◆ To be done
Please give again the data from the line containing "right arm in this photo." through the end of the data, both included, with "palm leaf" swapped for "palm frond" and nothing else changed. Leave the pictures out of the answer.

◆ Supplied records
_ _ _ _ _ _ _

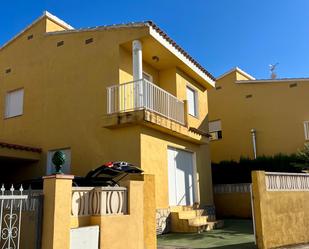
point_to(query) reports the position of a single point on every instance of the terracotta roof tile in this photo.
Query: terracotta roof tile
(20, 147)
(180, 49)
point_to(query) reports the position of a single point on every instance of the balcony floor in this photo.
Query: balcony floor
(155, 121)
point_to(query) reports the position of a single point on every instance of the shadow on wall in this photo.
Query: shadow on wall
(237, 246)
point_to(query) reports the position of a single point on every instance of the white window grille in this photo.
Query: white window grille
(192, 101)
(215, 129)
(14, 103)
(147, 76)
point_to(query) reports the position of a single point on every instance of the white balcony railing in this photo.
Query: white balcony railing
(99, 201)
(276, 181)
(142, 94)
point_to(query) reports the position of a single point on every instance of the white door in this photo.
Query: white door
(180, 177)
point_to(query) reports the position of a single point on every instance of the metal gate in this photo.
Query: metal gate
(20, 218)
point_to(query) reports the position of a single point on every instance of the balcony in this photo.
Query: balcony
(144, 95)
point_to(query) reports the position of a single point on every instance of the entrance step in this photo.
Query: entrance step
(189, 220)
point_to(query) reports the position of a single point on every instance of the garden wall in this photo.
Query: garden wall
(281, 208)
(233, 200)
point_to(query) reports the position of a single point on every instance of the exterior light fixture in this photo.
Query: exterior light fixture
(155, 58)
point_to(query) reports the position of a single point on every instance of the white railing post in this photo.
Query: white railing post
(143, 94)
(99, 201)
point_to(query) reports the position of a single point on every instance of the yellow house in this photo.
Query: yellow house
(122, 92)
(250, 117)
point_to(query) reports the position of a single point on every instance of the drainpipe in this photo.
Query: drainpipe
(253, 133)
(137, 73)
(137, 60)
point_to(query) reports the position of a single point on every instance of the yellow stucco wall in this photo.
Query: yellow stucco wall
(275, 110)
(281, 217)
(57, 209)
(154, 161)
(233, 205)
(65, 100)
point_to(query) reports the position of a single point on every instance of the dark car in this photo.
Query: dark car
(109, 174)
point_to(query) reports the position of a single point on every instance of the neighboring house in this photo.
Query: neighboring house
(121, 92)
(274, 110)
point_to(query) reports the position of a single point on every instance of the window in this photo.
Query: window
(147, 76)
(192, 101)
(215, 130)
(14, 103)
(306, 128)
(66, 168)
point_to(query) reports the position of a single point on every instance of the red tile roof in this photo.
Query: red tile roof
(20, 147)
(180, 49)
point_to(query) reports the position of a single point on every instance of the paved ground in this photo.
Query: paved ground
(236, 234)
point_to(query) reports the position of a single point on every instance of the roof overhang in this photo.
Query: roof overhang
(14, 151)
(181, 55)
(286, 80)
(236, 69)
(46, 14)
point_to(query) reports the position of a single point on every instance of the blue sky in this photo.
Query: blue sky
(220, 34)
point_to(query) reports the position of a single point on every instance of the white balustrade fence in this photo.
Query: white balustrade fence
(286, 181)
(99, 201)
(143, 94)
(232, 188)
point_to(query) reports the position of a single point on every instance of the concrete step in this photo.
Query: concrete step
(191, 214)
(187, 220)
(198, 221)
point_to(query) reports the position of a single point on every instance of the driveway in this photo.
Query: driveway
(236, 234)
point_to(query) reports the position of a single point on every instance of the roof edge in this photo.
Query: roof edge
(171, 45)
(284, 80)
(45, 14)
(162, 38)
(237, 69)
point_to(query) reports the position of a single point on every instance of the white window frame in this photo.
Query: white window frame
(306, 130)
(8, 103)
(148, 75)
(50, 169)
(215, 131)
(196, 114)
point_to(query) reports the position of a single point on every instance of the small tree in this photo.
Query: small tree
(303, 156)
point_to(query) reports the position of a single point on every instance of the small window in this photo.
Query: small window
(14, 103)
(147, 76)
(215, 130)
(60, 43)
(192, 101)
(306, 129)
(66, 168)
(90, 40)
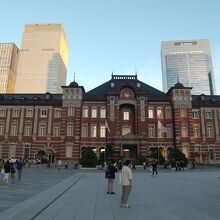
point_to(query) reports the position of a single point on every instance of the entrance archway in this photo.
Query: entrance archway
(129, 152)
(45, 155)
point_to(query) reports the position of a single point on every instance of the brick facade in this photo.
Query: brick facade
(59, 126)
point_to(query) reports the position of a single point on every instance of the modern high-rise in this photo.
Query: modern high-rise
(8, 64)
(190, 63)
(43, 59)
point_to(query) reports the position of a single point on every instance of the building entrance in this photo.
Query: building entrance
(129, 152)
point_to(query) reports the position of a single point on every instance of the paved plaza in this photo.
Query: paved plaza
(70, 194)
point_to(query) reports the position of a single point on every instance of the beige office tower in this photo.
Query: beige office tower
(8, 64)
(43, 59)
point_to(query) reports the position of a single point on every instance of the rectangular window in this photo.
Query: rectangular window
(93, 131)
(2, 129)
(151, 131)
(85, 112)
(126, 130)
(12, 151)
(27, 148)
(195, 114)
(211, 152)
(102, 131)
(184, 130)
(29, 113)
(42, 130)
(69, 151)
(14, 129)
(208, 114)
(1, 146)
(27, 130)
(126, 116)
(94, 112)
(196, 131)
(169, 131)
(210, 131)
(159, 113)
(168, 113)
(15, 113)
(71, 111)
(2, 112)
(56, 131)
(150, 113)
(197, 148)
(84, 130)
(57, 113)
(43, 113)
(70, 129)
(102, 113)
(183, 112)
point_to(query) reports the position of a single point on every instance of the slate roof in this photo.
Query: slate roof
(31, 99)
(205, 101)
(120, 81)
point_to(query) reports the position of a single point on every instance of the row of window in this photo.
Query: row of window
(27, 150)
(42, 132)
(93, 131)
(29, 113)
(151, 113)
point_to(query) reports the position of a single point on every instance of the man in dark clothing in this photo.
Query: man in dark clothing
(154, 167)
(110, 175)
(19, 166)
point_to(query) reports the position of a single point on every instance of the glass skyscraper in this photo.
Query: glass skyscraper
(42, 65)
(8, 66)
(190, 63)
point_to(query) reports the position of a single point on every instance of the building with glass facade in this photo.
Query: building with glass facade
(43, 59)
(8, 64)
(190, 63)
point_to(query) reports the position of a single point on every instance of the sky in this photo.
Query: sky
(119, 36)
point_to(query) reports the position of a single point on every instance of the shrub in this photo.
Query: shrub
(176, 155)
(89, 158)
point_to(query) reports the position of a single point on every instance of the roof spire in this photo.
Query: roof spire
(178, 78)
(136, 71)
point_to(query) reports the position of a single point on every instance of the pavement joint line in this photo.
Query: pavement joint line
(49, 204)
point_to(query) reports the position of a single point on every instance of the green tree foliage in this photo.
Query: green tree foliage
(153, 154)
(141, 159)
(109, 152)
(174, 155)
(89, 158)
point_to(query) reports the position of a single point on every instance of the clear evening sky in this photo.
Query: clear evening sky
(117, 35)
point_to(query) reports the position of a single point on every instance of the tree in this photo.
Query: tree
(109, 152)
(89, 158)
(154, 155)
(140, 159)
(176, 155)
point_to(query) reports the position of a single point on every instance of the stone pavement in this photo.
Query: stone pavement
(34, 180)
(169, 196)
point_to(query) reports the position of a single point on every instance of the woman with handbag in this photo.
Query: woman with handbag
(7, 171)
(110, 175)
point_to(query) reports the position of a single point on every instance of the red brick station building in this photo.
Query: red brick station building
(123, 112)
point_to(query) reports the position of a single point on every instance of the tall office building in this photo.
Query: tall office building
(42, 65)
(190, 63)
(8, 64)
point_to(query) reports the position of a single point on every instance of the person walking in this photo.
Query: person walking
(19, 166)
(154, 167)
(126, 182)
(110, 175)
(7, 171)
(12, 170)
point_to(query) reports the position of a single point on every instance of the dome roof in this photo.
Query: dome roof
(179, 86)
(73, 84)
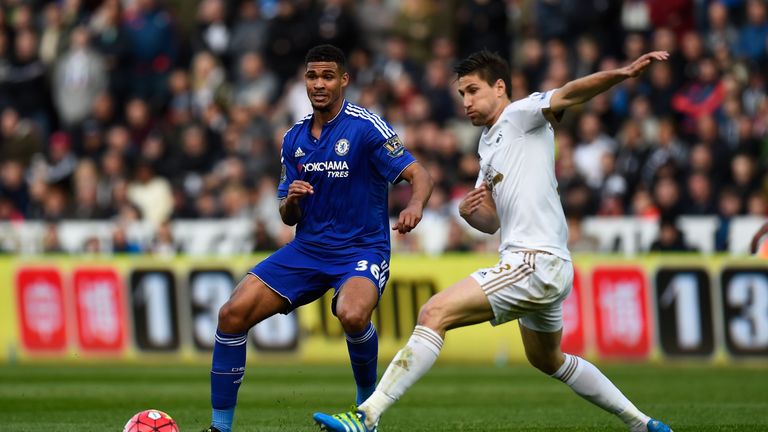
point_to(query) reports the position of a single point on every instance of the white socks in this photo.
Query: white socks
(410, 363)
(588, 382)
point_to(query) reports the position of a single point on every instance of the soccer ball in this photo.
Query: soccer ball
(151, 421)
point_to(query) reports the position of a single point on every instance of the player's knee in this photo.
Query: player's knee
(230, 320)
(544, 362)
(432, 315)
(353, 321)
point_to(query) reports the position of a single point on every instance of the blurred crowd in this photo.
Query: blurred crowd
(152, 110)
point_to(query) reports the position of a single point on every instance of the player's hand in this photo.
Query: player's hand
(641, 64)
(409, 218)
(473, 200)
(298, 190)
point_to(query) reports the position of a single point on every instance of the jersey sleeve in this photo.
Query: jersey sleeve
(288, 169)
(480, 177)
(528, 112)
(389, 156)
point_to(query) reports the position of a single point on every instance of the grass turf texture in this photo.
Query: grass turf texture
(55, 398)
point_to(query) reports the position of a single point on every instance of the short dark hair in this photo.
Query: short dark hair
(327, 53)
(489, 66)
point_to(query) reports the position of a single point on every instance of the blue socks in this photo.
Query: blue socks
(227, 373)
(363, 353)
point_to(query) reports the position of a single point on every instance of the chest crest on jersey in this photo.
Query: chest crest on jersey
(341, 147)
(493, 177)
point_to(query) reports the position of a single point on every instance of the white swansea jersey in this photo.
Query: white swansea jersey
(517, 160)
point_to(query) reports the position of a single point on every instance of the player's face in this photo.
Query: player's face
(481, 101)
(325, 82)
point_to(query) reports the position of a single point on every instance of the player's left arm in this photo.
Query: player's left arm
(583, 89)
(421, 183)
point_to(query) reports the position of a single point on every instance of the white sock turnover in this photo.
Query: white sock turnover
(588, 382)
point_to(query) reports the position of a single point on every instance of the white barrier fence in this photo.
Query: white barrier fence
(626, 235)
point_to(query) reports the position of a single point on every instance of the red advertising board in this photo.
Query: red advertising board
(573, 319)
(41, 309)
(621, 312)
(99, 310)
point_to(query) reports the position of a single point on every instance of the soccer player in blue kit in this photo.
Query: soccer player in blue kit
(336, 167)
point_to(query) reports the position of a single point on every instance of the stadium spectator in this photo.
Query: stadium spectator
(759, 243)
(751, 44)
(50, 240)
(220, 77)
(729, 206)
(150, 193)
(578, 241)
(670, 238)
(78, 78)
(163, 243)
(700, 197)
(121, 243)
(249, 32)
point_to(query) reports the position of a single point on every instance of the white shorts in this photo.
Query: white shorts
(530, 286)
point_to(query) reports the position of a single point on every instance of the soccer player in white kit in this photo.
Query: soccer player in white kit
(516, 191)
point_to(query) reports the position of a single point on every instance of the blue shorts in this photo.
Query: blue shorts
(302, 276)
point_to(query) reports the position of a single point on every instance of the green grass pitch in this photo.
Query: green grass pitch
(55, 398)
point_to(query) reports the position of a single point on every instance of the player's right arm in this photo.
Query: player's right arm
(290, 210)
(479, 210)
(583, 89)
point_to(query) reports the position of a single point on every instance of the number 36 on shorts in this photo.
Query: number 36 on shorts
(378, 271)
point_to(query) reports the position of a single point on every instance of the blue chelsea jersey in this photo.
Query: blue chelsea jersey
(349, 166)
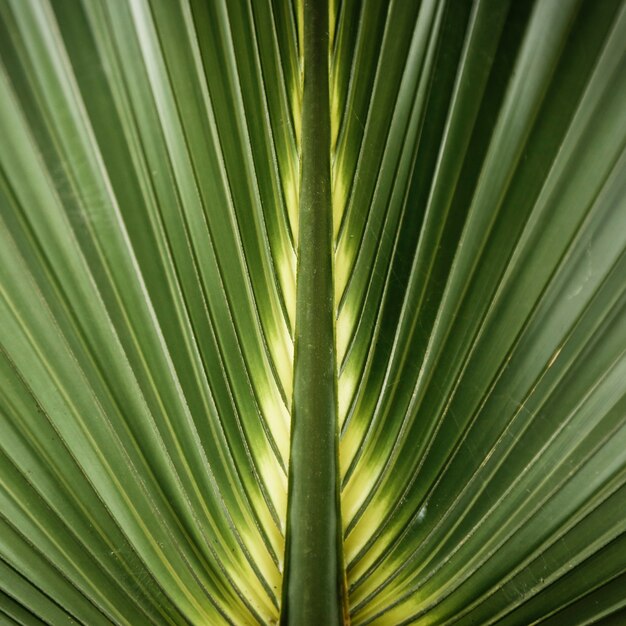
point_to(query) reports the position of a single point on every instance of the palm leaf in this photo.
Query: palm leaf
(312, 313)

_ _ _ _ _ _ _

◆ Task solution
point_to(query) reports the position of a single point on every instance of the player's right arm in this photo.
Query: player's right arm
(290, 210)
(479, 210)
(583, 89)
point_to(query) reports the position of a single point on every instance of the number 36 on shorts in this photo.
Query: number 36 on shorts
(378, 271)
point_to(query) reports the position of a single point on every instance of the blue chelsea jersey in this photo.
Query: blue chelsea jersey
(349, 166)
point_to(query) reports the position of a single point on every instance of the palm frond in this photo.
Query: palm frond
(312, 313)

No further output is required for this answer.